=== Listed records ===

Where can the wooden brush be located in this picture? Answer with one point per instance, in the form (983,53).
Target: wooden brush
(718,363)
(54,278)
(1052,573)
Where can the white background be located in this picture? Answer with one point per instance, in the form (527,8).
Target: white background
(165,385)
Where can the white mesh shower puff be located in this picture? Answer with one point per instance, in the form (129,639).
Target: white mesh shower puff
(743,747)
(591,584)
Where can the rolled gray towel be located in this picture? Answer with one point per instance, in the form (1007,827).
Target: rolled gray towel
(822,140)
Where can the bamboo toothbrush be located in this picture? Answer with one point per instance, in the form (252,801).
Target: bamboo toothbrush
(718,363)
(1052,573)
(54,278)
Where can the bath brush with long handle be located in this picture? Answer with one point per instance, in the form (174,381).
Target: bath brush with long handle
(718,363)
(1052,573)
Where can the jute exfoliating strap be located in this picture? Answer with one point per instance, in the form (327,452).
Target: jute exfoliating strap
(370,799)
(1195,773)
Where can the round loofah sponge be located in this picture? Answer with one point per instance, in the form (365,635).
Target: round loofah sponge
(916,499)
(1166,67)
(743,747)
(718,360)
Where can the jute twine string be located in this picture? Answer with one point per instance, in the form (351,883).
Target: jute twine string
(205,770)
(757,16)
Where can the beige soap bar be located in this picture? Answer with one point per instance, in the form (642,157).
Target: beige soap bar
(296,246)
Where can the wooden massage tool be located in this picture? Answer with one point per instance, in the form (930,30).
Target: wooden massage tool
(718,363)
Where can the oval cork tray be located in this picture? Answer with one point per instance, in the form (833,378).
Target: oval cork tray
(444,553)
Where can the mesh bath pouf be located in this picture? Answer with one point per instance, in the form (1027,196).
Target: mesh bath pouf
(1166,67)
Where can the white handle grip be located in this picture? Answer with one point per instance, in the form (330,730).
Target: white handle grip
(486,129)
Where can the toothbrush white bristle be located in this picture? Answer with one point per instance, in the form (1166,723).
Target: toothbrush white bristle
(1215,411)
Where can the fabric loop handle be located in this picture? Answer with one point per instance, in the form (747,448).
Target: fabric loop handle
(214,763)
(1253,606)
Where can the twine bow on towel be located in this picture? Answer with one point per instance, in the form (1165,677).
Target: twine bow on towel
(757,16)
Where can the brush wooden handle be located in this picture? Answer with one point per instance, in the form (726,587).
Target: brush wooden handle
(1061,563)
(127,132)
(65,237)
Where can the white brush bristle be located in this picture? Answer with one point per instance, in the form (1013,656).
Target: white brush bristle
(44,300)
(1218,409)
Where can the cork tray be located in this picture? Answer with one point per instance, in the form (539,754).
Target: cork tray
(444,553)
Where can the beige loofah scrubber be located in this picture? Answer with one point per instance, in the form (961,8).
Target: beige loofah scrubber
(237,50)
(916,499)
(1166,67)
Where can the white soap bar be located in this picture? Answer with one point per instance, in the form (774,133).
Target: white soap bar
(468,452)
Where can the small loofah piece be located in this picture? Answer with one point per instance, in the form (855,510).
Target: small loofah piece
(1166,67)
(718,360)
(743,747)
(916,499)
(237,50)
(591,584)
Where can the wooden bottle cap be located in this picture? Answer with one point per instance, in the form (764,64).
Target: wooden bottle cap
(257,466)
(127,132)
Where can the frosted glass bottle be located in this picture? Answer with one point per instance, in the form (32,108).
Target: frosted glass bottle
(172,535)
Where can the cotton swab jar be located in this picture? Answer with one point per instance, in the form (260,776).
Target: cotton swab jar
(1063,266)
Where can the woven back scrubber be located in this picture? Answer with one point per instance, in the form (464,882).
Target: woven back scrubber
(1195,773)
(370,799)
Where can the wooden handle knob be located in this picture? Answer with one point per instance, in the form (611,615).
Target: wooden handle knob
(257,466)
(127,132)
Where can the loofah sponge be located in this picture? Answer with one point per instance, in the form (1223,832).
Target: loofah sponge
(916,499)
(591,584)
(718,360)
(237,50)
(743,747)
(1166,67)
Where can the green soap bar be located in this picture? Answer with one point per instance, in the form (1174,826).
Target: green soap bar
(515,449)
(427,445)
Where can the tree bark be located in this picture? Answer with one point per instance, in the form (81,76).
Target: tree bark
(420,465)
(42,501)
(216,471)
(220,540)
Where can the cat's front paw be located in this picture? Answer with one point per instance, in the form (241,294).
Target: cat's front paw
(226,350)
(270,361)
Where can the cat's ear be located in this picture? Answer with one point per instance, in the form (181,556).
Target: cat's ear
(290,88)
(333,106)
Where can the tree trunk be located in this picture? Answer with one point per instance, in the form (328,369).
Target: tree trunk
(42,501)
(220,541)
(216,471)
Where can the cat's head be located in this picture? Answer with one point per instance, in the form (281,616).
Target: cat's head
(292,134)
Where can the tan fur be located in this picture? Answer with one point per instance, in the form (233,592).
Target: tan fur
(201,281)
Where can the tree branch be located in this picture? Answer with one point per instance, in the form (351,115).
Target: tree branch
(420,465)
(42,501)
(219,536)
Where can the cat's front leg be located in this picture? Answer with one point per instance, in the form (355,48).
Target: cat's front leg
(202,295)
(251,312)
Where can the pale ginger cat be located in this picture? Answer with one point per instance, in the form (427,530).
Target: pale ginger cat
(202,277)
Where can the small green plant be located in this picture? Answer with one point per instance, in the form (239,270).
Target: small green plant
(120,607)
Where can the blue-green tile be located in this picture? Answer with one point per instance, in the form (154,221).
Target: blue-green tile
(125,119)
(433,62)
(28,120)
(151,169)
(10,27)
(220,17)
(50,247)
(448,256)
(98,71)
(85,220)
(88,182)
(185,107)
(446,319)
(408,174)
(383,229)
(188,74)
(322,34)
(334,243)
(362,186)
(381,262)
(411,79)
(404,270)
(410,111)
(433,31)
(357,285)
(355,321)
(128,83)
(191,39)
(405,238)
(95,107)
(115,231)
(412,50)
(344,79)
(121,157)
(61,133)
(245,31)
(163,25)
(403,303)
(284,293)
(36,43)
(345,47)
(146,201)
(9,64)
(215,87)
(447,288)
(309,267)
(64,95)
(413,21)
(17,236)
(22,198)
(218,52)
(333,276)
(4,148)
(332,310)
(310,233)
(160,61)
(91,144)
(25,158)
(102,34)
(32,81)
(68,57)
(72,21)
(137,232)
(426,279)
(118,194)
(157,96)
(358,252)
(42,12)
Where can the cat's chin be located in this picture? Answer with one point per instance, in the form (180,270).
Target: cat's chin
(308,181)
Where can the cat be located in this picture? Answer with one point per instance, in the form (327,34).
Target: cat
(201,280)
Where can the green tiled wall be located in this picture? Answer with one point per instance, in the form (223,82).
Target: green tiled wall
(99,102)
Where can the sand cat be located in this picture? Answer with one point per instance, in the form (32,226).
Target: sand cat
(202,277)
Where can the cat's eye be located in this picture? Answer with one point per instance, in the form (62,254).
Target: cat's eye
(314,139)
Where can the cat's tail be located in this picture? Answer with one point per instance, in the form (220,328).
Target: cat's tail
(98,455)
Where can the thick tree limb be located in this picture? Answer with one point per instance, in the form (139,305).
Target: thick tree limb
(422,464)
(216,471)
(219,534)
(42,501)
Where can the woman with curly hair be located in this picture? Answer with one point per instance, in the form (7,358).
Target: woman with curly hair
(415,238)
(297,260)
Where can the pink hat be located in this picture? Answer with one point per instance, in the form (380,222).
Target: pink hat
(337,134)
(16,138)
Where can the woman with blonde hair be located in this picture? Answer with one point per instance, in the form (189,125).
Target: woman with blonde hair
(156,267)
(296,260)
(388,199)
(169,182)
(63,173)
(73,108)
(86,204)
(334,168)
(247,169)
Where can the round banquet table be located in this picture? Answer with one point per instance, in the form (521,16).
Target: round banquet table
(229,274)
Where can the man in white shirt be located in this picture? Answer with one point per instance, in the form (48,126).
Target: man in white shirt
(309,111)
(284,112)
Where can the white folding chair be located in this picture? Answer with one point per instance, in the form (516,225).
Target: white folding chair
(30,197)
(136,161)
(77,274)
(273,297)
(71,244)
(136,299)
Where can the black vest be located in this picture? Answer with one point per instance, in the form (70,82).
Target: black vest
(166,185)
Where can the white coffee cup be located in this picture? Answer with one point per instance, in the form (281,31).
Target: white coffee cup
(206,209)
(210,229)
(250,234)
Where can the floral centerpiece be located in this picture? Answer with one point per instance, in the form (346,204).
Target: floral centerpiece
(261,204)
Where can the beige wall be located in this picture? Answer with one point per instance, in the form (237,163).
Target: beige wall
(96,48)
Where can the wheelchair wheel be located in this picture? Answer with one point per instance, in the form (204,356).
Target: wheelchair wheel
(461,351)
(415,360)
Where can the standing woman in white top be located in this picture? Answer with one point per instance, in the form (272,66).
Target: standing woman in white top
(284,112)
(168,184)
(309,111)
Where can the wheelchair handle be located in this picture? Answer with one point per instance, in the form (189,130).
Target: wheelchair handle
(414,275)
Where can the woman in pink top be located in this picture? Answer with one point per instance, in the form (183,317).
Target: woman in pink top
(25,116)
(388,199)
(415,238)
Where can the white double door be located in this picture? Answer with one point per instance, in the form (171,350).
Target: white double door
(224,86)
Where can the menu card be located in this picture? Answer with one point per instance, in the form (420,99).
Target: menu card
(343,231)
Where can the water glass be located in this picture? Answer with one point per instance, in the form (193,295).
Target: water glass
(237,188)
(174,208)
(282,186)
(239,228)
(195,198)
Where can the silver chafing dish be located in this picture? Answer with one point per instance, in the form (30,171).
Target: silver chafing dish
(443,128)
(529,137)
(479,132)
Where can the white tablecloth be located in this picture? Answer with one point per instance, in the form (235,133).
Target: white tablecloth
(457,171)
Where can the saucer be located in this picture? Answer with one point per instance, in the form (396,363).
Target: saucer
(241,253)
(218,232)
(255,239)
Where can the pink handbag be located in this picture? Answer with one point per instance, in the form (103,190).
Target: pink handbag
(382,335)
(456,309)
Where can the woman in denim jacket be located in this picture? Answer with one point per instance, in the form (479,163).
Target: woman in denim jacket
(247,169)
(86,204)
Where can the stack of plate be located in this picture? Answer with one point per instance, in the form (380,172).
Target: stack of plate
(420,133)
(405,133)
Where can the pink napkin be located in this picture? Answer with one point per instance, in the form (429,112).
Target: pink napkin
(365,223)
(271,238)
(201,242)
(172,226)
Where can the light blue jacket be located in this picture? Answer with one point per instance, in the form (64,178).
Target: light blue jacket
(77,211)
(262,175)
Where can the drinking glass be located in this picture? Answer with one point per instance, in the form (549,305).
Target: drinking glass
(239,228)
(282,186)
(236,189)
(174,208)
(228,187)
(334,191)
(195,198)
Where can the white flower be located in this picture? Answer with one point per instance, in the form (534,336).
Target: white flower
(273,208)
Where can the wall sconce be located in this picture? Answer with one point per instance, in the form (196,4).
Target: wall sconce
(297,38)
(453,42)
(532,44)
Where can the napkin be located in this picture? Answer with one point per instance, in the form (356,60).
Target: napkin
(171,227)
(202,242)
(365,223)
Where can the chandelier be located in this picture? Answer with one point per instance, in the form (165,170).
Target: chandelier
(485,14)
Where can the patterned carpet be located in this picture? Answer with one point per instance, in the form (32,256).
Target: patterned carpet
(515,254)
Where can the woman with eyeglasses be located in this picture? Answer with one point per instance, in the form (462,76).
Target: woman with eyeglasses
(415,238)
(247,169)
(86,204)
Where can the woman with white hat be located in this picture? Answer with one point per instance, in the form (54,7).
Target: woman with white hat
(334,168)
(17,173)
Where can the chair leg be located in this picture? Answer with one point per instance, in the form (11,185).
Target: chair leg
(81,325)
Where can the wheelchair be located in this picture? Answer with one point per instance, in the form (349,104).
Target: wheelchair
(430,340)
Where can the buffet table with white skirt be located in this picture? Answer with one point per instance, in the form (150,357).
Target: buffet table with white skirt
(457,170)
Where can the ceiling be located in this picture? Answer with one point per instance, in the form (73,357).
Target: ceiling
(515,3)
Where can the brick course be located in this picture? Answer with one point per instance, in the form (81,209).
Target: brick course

===

Take the line holding "Where can the patterned" and all lines after it through the end of the data, and set them down exactly.

Output for this task:
Where can the patterned carpet be located in this picture? Answer with one point per instance, in the form (32,256).
Target: patterned carpet
(515,254)
Where can the woman with eyeglasses be located in this picture? Answer with one point per instance, in the form (462,76).
Target: woman with eyeglasses
(415,238)
(247,169)
(86,204)
Where can the woman with white hat be located in this picture? Answer with one point per instance, in the form (54,7).
Target: woman with white hat
(334,168)
(17,173)
Where can the chair leg be located in this picture? Answer with one point per instance, in the form (11,185).
Target: chair leg
(81,325)
Where can the wheelchair be located in this picture? Answer with one point per instance, in the form (349,104).
Target: wheelchair
(430,340)
Where can the buffet table with white skirt be located in this picture? Answer with one point per instance, in the form (150,357).
Target: buffet table with white skirt
(457,170)
Where can the ceiling be located in this picture? Answer with one point per instance, in the form (73,357).
Target: ceiling
(515,3)
Where can the brick course be located in this picture? Answer with one point per instance, in the form (81,209).
Target: brick course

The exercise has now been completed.